▶ [PROBLEM] Reproduce the listing with "tower" swapped for "mast" everywhere it occurs, keeping every other line unchanged. Omit the pictures.

## begin

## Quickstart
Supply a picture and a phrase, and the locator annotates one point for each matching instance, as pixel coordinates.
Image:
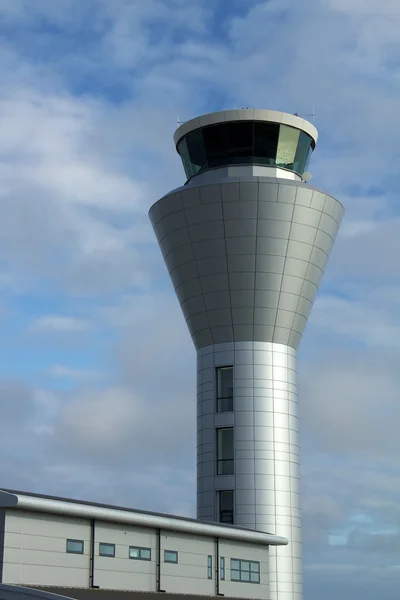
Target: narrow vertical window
(225, 503)
(222, 568)
(209, 566)
(224, 389)
(225, 454)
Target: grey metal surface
(114, 514)
(246, 254)
(266, 476)
(2, 534)
(246, 114)
(246, 257)
(87, 594)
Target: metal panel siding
(242, 589)
(34, 549)
(121, 572)
(266, 479)
(249, 237)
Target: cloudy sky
(96, 362)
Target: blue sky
(95, 359)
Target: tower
(246, 241)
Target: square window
(245, 570)
(107, 550)
(235, 565)
(75, 546)
(222, 568)
(138, 553)
(170, 556)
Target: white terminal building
(245, 241)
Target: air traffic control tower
(246, 241)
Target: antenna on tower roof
(308, 115)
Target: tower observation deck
(246, 241)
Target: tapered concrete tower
(246, 241)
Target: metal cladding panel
(246, 257)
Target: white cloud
(58, 324)
(63, 371)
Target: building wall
(35, 554)
(34, 549)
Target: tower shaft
(246, 245)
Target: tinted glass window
(265, 143)
(75, 546)
(225, 451)
(303, 153)
(287, 146)
(196, 151)
(245, 142)
(245, 570)
(216, 145)
(107, 549)
(226, 507)
(224, 389)
(170, 556)
(240, 140)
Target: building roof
(118, 514)
(246, 114)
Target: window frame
(232, 493)
(240, 570)
(82, 542)
(172, 562)
(106, 555)
(209, 566)
(222, 568)
(220, 399)
(140, 557)
(225, 461)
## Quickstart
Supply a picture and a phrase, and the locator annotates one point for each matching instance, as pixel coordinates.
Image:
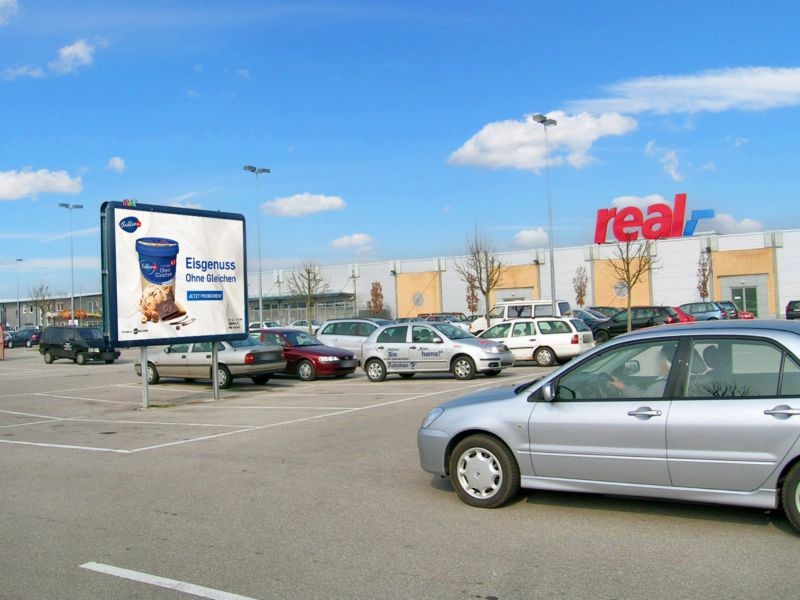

## end

▶ [RESPONSE TO THIS TASK]
## Quickstart
Supply a picture and a phrase, and the locator annotates one point for each matching instance, as pixel coordinates.
Image:
Target: narrow vertical window
(225, 503)
(222, 568)
(209, 566)
(224, 389)
(225, 454)
Target: grey metal surface
(114, 514)
(246, 254)
(266, 476)
(2, 534)
(246, 114)
(246, 257)
(87, 594)
Target: metal panel siding
(242, 589)
(34, 549)
(121, 572)
(266, 479)
(249, 237)
Target: cloudy sky
(96, 362)
Target: blue sky
(95, 359)
Target: mast
(246, 241)
Target: square window
(245, 570)
(107, 550)
(235, 565)
(75, 546)
(222, 568)
(138, 553)
(170, 556)
Target: white terminal building
(245, 241)
Target: air traffic control mast
(246, 241)
Target: antenna on mast roof
(308, 115)
Target: mast observation deck
(246, 241)
Target: tapered concrete mast
(246, 241)
Target: metal cladding panel
(246, 257)
Target: white cloud
(58, 324)
(63, 371)
Target: building wall
(35, 554)
(34, 549)
Target: mast shaft
(246, 245)
Target: tinted glass window
(265, 143)
(75, 546)
(225, 451)
(303, 153)
(287, 146)
(196, 151)
(245, 142)
(245, 570)
(216, 145)
(107, 549)
(226, 507)
(224, 389)
(170, 556)
(240, 140)
Target: building roof
(118, 514)
(246, 114)
Target: window frame
(232, 493)
(240, 570)
(82, 542)
(172, 562)
(106, 555)
(209, 566)
(222, 568)
(220, 399)
(140, 557)
(225, 461)
## Quickstart
Supply a picture and a phrase, and the locator annotates one point for each matching instance, as pixel coordinates.
Image:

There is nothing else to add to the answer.